• [Required work] Pull out each line in the rows below that contains the word "black".

▬▬▬▬▬▬▬▬▬▬

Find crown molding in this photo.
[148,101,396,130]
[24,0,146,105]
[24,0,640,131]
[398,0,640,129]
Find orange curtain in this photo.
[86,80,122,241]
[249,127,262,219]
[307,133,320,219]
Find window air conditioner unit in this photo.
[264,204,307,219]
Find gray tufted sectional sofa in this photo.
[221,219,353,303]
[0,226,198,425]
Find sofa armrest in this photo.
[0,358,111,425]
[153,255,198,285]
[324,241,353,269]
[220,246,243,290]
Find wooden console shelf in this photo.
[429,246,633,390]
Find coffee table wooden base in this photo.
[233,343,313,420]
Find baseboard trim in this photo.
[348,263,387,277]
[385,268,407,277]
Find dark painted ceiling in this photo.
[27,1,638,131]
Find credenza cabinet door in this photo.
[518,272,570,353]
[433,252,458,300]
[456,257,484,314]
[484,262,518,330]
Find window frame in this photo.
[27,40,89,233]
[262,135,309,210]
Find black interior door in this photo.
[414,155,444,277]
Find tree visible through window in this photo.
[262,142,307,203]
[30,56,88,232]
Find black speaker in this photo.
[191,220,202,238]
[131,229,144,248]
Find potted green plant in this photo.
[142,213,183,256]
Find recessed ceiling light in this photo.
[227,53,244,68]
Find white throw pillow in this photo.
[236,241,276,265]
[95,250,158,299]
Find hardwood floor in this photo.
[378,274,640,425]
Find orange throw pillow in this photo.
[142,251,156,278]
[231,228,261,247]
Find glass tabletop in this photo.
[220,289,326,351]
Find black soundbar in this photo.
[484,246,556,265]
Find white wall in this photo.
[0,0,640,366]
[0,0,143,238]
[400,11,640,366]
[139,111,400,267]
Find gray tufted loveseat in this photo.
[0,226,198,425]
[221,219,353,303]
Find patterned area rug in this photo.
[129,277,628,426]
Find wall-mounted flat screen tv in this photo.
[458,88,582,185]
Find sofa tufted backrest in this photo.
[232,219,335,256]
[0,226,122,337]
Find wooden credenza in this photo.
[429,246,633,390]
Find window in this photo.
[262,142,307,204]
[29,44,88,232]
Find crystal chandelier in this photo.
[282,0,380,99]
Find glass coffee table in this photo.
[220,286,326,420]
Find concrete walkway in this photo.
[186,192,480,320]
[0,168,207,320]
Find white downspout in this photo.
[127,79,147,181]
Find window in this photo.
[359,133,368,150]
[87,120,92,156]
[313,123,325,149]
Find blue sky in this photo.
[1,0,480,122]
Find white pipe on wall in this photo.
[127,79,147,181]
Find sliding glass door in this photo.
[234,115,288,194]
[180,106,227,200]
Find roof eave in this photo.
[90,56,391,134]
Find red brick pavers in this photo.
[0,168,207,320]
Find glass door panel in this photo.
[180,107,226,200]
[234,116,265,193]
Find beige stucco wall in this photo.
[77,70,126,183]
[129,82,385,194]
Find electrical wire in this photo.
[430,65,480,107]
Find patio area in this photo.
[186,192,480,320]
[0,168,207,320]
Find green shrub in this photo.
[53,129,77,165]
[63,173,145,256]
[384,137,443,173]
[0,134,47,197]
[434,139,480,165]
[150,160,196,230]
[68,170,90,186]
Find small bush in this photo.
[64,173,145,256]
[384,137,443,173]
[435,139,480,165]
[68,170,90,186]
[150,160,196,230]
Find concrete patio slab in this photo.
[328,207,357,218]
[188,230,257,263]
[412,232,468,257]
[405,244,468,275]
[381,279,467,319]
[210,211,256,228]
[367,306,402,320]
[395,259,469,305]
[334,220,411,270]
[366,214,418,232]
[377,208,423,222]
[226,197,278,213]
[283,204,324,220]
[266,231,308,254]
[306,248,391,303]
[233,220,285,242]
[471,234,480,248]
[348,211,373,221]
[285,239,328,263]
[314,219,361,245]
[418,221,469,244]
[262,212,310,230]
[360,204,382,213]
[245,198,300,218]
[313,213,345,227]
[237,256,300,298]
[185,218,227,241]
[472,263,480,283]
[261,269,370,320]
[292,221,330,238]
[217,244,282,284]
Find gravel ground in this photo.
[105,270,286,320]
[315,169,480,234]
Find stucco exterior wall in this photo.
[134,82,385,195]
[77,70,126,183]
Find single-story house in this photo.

▬▬▬▬▬▬▬▬▬▬

• [Answer to this exercise]
Find black interior door in this photo.
Find black speaker in this photo.
Find black soundbar in this photo.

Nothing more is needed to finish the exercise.